Working data:
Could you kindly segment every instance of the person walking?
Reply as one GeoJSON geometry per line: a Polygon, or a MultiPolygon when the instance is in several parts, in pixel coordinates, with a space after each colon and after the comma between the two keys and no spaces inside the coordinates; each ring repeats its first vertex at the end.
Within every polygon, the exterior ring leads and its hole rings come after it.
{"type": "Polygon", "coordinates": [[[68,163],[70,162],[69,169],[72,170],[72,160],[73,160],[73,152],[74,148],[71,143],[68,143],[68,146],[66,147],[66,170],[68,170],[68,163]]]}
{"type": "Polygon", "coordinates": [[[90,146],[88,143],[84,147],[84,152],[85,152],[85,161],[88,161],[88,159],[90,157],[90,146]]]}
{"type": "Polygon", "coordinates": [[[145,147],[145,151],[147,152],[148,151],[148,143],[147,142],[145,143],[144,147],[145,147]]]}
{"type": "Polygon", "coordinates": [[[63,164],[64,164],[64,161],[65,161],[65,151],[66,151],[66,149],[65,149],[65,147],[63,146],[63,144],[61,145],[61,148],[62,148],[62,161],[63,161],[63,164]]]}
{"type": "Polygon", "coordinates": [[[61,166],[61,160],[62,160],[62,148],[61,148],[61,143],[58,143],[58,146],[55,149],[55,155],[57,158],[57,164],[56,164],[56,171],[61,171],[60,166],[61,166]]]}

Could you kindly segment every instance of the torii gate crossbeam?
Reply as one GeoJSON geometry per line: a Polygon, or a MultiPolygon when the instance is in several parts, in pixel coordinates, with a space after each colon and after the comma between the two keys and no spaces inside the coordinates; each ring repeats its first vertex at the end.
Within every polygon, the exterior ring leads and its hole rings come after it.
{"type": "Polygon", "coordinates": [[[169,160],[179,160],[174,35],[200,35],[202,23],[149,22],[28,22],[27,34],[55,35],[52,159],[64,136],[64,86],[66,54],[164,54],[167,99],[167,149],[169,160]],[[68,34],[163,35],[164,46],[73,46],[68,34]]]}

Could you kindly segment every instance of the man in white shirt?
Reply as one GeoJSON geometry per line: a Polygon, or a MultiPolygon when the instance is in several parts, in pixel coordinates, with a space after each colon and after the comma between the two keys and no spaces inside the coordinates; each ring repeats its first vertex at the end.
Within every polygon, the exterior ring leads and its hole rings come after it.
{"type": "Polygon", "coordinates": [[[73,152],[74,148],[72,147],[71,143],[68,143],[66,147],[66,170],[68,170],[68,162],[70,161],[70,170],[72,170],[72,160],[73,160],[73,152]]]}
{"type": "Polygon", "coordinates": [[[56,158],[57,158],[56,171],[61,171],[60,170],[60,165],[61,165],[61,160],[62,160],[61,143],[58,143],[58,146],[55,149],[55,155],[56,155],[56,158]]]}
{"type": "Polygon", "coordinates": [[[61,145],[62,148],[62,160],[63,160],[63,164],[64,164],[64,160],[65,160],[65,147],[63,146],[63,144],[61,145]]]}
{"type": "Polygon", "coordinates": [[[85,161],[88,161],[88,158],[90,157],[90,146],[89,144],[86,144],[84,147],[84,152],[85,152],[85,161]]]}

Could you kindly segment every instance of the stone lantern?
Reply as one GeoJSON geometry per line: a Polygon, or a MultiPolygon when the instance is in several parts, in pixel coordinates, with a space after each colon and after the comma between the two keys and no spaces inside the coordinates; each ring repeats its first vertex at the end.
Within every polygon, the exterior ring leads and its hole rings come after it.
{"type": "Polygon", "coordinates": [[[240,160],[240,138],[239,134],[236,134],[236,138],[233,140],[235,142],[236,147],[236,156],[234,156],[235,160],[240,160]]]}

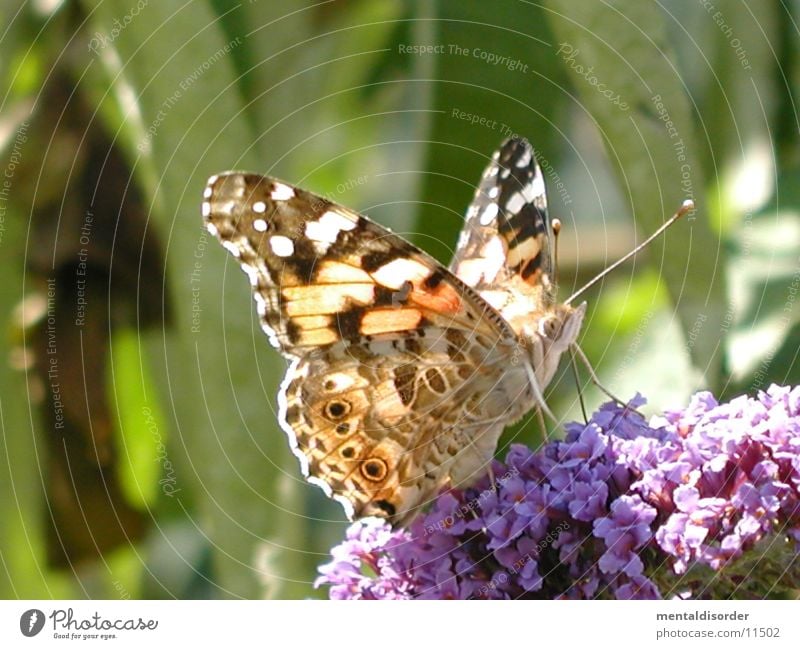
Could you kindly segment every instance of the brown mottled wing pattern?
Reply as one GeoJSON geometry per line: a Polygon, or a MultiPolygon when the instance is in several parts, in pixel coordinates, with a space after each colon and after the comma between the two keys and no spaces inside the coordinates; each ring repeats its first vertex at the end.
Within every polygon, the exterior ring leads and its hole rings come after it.
{"type": "Polygon", "coordinates": [[[281,420],[310,481],[351,515],[402,521],[491,459],[502,423],[486,422],[514,395],[486,395],[514,333],[475,291],[387,229],[273,178],[213,176],[203,217],[292,360],[281,420]]]}
{"type": "Polygon", "coordinates": [[[519,331],[555,303],[552,233],[534,151],[510,138],[483,172],[450,269],[519,331]]]}
{"type": "Polygon", "coordinates": [[[236,172],[209,179],[204,198],[206,227],[249,275],[264,329],[289,357],[432,325],[508,333],[433,258],[346,207],[236,172]]]}

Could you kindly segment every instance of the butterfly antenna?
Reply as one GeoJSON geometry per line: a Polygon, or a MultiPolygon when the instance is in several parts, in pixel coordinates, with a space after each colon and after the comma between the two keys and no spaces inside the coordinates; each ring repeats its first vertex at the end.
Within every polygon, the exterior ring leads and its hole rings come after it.
{"type": "Polygon", "coordinates": [[[677,212],[675,212],[675,214],[673,214],[669,218],[669,220],[666,221],[660,228],[658,228],[658,230],[653,232],[653,234],[651,234],[649,237],[647,237],[647,239],[645,239],[642,243],[640,243],[638,246],[636,246],[633,250],[631,250],[622,259],[619,259],[619,260],[615,261],[608,268],[606,268],[601,273],[597,274],[594,278],[589,280],[588,283],[584,284],[581,288],[579,288],[577,291],[575,291],[572,295],[569,296],[569,298],[567,298],[564,301],[564,304],[569,304],[570,302],[572,302],[572,300],[574,300],[576,297],[578,297],[581,293],[585,292],[587,289],[589,289],[590,287],[594,286],[597,282],[599,282],[601,279],[603,279],[603,277],[608,275],[612,270],[616,269],[621,264],[624,264],[626,261],[628,261],[628,259],[630,259],[636,253],[638,253],[640,250],[642,250],[642,248],[644,248],[647,245],[649,245],[653,241],[653,239],[656,239],[657,237],[661,236],[661,234],[664,232],[664,230],[666,230],[669,226],[671,226],[673,223],[675,223],[675,221],[677,221],[682,216],[685,216],[686,214],[691,212],[693,209],[694,209],[694,201],[691,201],[691,200],[683,201],[683,205],[681,205],[680,209],[677,212]]]}
{"type": "Polygon", "coordinates": [[[555,240],[555,243],[553,244],[553,247],[555,248],[555,252],[553,254],[553,283],[558,286],[558,235],[561,234],[561,220],[553,219],[552,228],[553,239],[555,240]]]}

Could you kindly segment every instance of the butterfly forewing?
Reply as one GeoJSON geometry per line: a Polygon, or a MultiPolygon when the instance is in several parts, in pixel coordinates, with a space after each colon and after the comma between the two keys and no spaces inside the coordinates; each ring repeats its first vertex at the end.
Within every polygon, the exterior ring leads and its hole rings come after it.
{"type": "Polygon", "coordinates": [[[510,138],[483,172],[450,268],[519,331],[519,316],[555,302],[552,234],[535,153],[510,138]]]}
{"type": "Polygon", "coordinates": [[[484,172],[453,272],[266,176],[213,176],[202,211],[292,361],[278,401],[303,472],[351,516],[404,523],[477,479],[503,428],[543,404],[580,327],[582,311],[554,305],[544,182],[524,140],[484,172]]]}
{"type": "Polygon", "coordinates": [[[287,356],[432,325],[502,337],[506,325],[447,269],[358,213],[274,178],[209,179],[208,229],[250,277],[287,356]]]}
{"type": "Polygon", "coordinates": [[[281,424],[355,516],[407,520],[490,461],[513,332],[476,292],[364,216],[274,178],[209,179],[203,216],[293,363],[281,424]],[[487,422],[492,423],[488,426],[487,422]]]}

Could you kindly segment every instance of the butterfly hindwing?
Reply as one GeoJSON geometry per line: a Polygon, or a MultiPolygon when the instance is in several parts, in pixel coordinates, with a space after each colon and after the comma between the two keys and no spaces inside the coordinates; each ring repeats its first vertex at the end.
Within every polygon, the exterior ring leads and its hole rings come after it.
{"type": "Polygon", "coordinates": [[[291,360],[281,426],[304,475],[351,517],[404,524],[477,479],[503,428],[544,404],[579,331],[583,311],[554,304],[544,181],[524,140],[484,172],[452,271],[274,178],[226,172],[203,198],[291,360]]]}

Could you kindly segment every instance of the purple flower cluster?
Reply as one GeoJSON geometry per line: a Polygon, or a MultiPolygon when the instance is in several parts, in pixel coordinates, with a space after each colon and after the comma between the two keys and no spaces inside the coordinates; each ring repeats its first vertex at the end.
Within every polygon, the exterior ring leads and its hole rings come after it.
{"type": "MultiPolygon", "coordinates": [[[[800,542],[800,387],[648,425],[603,405],[494,479],[441,494],[407,530],[352,525],[320,569],[333,599],[660,598],[657,574],[720,571],[768,535],[800,542]]],[[[792,549],[794,551],[794,548],[792,549]]]]}

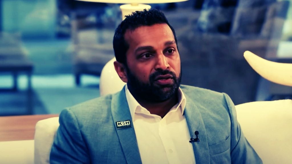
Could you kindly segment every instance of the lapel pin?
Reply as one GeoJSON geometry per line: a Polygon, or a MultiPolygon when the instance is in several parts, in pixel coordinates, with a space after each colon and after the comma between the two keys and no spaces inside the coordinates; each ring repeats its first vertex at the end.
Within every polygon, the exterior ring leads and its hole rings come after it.
{"type": "Polygon", "coordinates": [[[130,120],[126,120],[123,121],[117,121],[116,122],[117,128],[122,129],[132,127],[131,122],[130,120]]]}

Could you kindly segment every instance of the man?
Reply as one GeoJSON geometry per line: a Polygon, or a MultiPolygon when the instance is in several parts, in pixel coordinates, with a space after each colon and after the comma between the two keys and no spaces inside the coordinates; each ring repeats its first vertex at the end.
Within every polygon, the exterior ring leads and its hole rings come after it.
{"type": "Polygon", "coordinates": [[[226,94],[180,85],[174,30],[156,10],[116,29],[120,92],[63,111],[51,163],[259,163],[226,94]]]}

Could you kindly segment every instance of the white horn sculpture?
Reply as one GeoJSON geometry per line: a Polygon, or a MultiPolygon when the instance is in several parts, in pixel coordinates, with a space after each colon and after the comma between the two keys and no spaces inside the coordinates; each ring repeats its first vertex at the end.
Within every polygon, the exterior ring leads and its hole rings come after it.
{"type": "Polygon", "coordinates": [[[253,69],[264,78],[272,82],[292,86],[292,64],[270,61],[248,51],[244,56],[253,69]]]}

Required work: Write out only the final block of lines, starting at the line with "Could you kindly segment every instance of the lapel" and running to the end of the material.

Solved problem:
Could you kindly segment every instance of the lapel pin?
Reply as one GeoJSON geometry per line: a Polygon, or a MultiPolygon when the instance is in several parts, in pixel coordinates, with a space after each colon and after the comma between the two keys and no spaces inside the coordinates; each ring repeats its first vertex at the end.
Within every polygon, the exterior ring leads and its hole rings come after it.
{"type": "Polygon", "coordinates": [[[130,120],[126,120],[123,121],[117,121],[116,122],[117,128],[122,129],[132,127],[131,122],[130,120]]]}

Could you kindly segment every instance of the man?
Reply as one GeoJSON geometry per line: a Polygon, or a MultiPolygon when the instance is in several parts, in pixel coordinates, with a space after each colon and after the comma between the two keys and no spaces inside the coordinates; each ring repeats its first vertex at the end.
Within every polygon, the exterior ring leads and its hole rings come after it.
{"type": "Polygon", "coordinates": [[[226,94],[180,85],[174,30],[156,10],[116,29],[120,92],[63,111],[51,163],[259,163],[226,94]]]}

Could you kindly segment every instance of the white horn sculpture?
Reply as one GeoJSON geometry per line: a Polygon, or a MultiPolygon when the instance is in several parts, in pixel coordinates, with a space after each colon and after the comma between the two keys and no spaces inside the coordinates; each ring repeats its first vertex at the end.
Within every polygon, the exterior ring leads and its hole rings come after it.
{"type": "Polygon", "coordinates": [[[253,69],[264,78],[272,82],[292,86],[292,64],[270,61],[248,51],[244,56],[253,69]]]}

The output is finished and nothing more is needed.